Task objective = What you return must be every line from the beginning of the data through the line holding "positive clicks: (161, 128)", unchanged.

(Stored items)
:::::

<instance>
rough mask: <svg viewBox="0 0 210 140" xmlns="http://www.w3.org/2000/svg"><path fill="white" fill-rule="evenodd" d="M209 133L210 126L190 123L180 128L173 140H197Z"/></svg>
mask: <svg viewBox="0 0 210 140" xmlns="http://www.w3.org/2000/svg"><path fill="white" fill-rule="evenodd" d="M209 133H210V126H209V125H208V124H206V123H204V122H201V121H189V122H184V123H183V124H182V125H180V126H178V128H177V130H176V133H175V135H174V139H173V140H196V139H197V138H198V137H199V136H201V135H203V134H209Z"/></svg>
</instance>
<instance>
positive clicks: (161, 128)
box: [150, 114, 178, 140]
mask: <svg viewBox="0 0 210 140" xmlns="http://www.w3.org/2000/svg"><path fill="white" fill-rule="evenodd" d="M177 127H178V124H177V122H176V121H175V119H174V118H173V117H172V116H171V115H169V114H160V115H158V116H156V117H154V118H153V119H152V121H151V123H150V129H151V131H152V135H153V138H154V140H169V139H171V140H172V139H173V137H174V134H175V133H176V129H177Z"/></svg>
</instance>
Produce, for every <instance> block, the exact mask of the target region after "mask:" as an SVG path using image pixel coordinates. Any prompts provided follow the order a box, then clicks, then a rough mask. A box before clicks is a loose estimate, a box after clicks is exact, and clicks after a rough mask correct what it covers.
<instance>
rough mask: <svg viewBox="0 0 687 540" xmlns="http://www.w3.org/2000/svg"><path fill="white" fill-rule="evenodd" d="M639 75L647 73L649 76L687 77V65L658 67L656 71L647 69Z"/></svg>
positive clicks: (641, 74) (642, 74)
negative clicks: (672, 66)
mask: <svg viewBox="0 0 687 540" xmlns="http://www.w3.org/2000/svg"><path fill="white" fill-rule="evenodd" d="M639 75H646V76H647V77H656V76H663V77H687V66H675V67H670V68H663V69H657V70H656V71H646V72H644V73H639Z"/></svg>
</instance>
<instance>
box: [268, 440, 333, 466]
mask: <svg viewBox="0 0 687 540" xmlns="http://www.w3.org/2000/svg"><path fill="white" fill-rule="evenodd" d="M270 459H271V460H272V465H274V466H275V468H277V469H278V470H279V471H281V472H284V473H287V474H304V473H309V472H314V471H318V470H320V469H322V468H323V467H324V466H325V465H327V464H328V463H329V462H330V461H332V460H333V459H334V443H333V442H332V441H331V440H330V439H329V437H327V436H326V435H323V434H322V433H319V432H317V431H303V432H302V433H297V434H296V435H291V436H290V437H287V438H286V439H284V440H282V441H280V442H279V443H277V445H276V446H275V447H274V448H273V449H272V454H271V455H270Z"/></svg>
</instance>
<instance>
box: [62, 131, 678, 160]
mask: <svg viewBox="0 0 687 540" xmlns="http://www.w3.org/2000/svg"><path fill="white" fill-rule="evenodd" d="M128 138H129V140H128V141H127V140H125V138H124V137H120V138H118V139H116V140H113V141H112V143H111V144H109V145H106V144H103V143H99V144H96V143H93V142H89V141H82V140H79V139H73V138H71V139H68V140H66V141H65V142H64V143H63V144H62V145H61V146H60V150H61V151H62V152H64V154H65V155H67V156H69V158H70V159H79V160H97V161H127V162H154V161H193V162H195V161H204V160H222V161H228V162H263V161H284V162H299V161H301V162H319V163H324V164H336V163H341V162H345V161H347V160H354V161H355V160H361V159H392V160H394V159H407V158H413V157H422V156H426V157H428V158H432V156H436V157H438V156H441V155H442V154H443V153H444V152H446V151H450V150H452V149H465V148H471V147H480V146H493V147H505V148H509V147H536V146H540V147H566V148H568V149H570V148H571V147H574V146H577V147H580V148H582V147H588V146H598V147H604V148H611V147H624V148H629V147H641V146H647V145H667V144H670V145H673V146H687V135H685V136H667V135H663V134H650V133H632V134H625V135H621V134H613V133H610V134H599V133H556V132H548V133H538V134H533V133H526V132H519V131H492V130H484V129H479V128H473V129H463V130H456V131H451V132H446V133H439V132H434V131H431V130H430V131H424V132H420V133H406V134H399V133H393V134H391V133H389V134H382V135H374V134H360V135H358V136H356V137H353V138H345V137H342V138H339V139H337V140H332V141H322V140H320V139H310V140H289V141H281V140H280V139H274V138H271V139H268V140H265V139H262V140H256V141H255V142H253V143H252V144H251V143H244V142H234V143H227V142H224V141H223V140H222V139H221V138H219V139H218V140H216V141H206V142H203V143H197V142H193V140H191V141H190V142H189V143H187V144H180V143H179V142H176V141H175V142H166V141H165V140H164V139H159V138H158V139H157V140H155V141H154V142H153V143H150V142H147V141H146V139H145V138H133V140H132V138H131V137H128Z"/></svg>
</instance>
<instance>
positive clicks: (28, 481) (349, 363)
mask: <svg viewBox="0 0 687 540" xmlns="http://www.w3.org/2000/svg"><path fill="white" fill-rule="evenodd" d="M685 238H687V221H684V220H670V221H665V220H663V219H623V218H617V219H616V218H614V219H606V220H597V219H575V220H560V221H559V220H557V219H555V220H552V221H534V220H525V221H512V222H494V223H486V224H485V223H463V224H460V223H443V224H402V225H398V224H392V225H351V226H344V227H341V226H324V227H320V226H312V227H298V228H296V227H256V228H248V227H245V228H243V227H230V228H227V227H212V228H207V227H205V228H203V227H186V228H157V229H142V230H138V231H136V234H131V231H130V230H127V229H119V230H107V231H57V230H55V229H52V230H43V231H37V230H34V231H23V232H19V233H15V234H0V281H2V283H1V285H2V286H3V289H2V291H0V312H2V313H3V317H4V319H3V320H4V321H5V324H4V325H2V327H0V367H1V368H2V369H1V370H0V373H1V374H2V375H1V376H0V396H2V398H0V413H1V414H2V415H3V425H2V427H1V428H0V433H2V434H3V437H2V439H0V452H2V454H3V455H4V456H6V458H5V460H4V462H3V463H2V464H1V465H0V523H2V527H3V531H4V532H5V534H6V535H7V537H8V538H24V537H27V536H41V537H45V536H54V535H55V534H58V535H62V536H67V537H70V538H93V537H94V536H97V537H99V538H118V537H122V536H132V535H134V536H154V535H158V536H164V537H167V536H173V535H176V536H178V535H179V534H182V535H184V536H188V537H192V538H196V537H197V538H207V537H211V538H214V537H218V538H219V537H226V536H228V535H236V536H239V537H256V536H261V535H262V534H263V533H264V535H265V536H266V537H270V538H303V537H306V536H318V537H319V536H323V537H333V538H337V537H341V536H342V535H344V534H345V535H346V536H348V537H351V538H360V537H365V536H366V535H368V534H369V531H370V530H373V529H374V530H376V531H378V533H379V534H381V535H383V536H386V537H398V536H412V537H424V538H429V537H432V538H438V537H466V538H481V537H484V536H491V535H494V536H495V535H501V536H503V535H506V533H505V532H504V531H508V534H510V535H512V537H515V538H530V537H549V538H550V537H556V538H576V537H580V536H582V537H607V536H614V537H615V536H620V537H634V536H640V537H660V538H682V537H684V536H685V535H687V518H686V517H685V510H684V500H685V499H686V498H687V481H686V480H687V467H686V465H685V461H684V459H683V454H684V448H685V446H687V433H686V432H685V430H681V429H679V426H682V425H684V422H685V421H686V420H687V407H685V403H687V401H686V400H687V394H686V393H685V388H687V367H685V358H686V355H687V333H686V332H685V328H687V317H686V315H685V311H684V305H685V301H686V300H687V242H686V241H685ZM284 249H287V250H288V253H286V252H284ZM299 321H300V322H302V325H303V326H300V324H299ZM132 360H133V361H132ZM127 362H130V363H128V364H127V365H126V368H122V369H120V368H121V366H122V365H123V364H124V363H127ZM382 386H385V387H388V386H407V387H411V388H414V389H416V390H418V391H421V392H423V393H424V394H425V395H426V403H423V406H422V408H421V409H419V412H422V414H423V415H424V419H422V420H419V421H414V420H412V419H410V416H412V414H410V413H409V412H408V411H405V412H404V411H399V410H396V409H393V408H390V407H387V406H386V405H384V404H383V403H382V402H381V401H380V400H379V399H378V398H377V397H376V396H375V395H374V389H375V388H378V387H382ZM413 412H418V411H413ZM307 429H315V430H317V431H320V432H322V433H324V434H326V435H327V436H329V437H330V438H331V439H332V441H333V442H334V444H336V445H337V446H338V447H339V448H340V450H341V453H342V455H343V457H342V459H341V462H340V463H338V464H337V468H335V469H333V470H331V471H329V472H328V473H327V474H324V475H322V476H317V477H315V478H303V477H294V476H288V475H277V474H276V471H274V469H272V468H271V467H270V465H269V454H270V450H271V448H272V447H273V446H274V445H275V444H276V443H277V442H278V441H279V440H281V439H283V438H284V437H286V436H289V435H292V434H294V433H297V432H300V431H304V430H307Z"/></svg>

:::::

Finished exercise =
<instance>
rough mask: <svg viewBox="0 0 210 140" xmlns="http://www.w3.org/2000/svg"><path fill="white" fill-rule="evenodd" d="M209 133L210 126L190 123L180 128L173 140H197Z"/></svg>
mask: <svg viewBox="0 0 210 140" xmlns="http://www.w3.org/2000/svg"><path fill="white" fill-rule="evenodd" d="M209 133H210V126H209V125H208V124H206V123H204V122H201V121H189V122H184V123H183V124H182V125H180V126H178V128H177V130H176V133H175V135H174V139H173V140H196V139H197V138H198V137H199V136H201V135H203V134H209Z"/></svg>
</instance>
<instance>
positive clicks: (161, 128)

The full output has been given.